*Written problem 1*:
Copy the rows from the data collection below exactly as they appear, leaving out the pictures.

*Passage shown*:
-- begin --

New developments in our abilities to empirically examine and model spatial characteristics, especially dynamic spatio-temporal GIS, are combining with new interdisciplinary theoretical perspectives, especially the comparative world-systems approach, to herald a new dawn for the explanation of social change. This involves a new way of combining the study of geographical regions with the examination of human interaction networks.
One current problem with regional analysis is the tendency to define regions in terms of allegedly homogenous attributes, either natural or social. Thus, comparative civilizationists have tended to focus on the core cultural characteristics that are embodied in religions or world-views and have tended to construct lists of such culturally defined civilizations that then become the “cases” for the study of social change. Another approach that defines regions as areas with homogenous characteristics is the “culture area” approach developed by Carl Sauer and his colleagues (Wissler 1927). This project gathered information on all sorts of cultural attributes such as languages, architectural styles, technologies of production, and kinship structures, and used these to designate bounded and adjacent “culture areas.”
A major problem with both the civilizationist and the cultural area approaches is the assumption that homogeneity is a good approach to bounding social systems that are evolving. Heterogeneity rather than homogeneity has long been an important aspect of human social systems because different kinds of groups often complement one another and interaction often produces differentiation. The effort to bound systems as homogeneous regions obscures this important fact. Spatial distributions of homogeneous characteristics do not bound separate social systems. Indeed, social heterogeneity is often produced by interaction, as in the cases of core/periphery differentiation, urban/rural, and sedentary/nomadic systems. Even sophisticated approaches that examine distributions of spatial characteristics statistically must make quite arbitrary choices in order to specify regional boundaries (Burton 1995).

-- end --

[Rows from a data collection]
-- begin --

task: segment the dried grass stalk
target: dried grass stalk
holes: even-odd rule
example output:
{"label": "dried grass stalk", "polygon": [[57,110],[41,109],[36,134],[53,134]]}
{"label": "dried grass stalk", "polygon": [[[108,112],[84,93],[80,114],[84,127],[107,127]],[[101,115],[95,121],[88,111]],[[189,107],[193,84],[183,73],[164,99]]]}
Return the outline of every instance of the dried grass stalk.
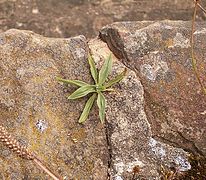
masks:
{"label": "dried grass stalk", "polygon": [[32,160],[40,169],[46,172],[52,179],[61,180],[62,178],[55,175],[51,170],[49,170],[41,160],[35,156],[26,146],[22,146],[19,142],[12,138],[11,134],[7,132],[7,130],[0,125],[0,141],[7,146],[12,152],[16,153],[19,157]]}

-- end --

*Written problem 2*:
In the passage on regional analysis above, rewrite the stretch from "New developments in" through "human interaction networks.", replacing "herald" with "signal".

*Complete answer 1*:
task: segment the dried grass stalk
target: dried grass stalk
holes: even-odd rule
example output:
{"label": "dried grass stalk", "polygon": [[57,110],[41,109],[36,134],[53,134]]}
{"label": "dried grass stalk", "polygon": [[[108,112],[84,93],[80,114],[84,127],[107,127]],[[101,115],[95,121],[88,111]],[[189,107],[193,84],[183,73],[164,99]]]}
Return the outline of every instance of the dried grass stalk.
masks:
{"label": "dried grass stalk", "polygon": [[32,160],[40,169],[46,172],[52,179],[61,180],[62,178],[55,175],[51,170],[49,170],[41,160],[35,156],[26,146],[22,146],[19,142],[12,138],[11,134],[7,132],[7,130],[0,125],[0,141],[7,146],[12,152],[16,153],[19,157]]}

*Complete answer 2*:
New developments in our abilities to empirically examine and model spatial characteristics, especially dynamic spatio-temporal GIS, are combining with new interdisciplinary theoretical perspectives, especially the comparative world-systems approach, to signal a new dawn for the explanation of social change. This involves a new way of combining the study of geographical regions with the examination of human interaction networks.